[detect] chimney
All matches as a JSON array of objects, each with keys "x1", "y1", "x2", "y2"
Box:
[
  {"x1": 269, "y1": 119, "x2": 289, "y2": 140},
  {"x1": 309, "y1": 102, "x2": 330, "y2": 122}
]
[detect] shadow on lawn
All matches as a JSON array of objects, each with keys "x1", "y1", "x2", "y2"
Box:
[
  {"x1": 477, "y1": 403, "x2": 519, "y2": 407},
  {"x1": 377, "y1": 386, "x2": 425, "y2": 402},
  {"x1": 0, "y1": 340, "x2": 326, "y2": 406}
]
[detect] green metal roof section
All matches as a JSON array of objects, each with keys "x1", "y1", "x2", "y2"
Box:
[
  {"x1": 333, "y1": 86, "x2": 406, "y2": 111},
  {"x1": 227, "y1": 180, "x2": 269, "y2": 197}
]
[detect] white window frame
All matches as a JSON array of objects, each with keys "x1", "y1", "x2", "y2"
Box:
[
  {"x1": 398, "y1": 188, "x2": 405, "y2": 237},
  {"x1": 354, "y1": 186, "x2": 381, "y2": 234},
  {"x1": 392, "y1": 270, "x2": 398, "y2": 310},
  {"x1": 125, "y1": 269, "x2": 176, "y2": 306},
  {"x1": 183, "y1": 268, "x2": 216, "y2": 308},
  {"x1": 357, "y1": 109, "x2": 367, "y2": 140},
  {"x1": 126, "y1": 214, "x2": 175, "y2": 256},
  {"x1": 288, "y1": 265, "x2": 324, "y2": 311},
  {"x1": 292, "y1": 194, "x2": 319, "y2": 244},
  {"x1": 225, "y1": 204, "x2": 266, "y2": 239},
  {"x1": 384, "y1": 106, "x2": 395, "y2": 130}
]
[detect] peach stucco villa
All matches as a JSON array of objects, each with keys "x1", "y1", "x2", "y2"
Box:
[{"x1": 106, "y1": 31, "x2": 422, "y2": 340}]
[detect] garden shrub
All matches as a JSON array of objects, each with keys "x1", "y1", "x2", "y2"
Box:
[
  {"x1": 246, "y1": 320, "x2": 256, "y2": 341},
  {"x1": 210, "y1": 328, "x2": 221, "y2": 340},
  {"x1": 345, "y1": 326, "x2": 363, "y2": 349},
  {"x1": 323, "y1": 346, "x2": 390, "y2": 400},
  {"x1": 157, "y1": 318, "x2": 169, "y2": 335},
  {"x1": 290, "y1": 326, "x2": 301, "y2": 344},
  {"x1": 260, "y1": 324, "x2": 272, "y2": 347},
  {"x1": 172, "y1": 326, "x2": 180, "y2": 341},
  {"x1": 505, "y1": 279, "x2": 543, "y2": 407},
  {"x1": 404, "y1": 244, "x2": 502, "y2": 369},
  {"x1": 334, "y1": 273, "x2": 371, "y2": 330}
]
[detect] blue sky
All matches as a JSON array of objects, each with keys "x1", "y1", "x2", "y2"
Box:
——————————
#### What to work on:
Your answer should be one number: the count of lines in the data above that include the word "detect".

#### Solution to this problem:
7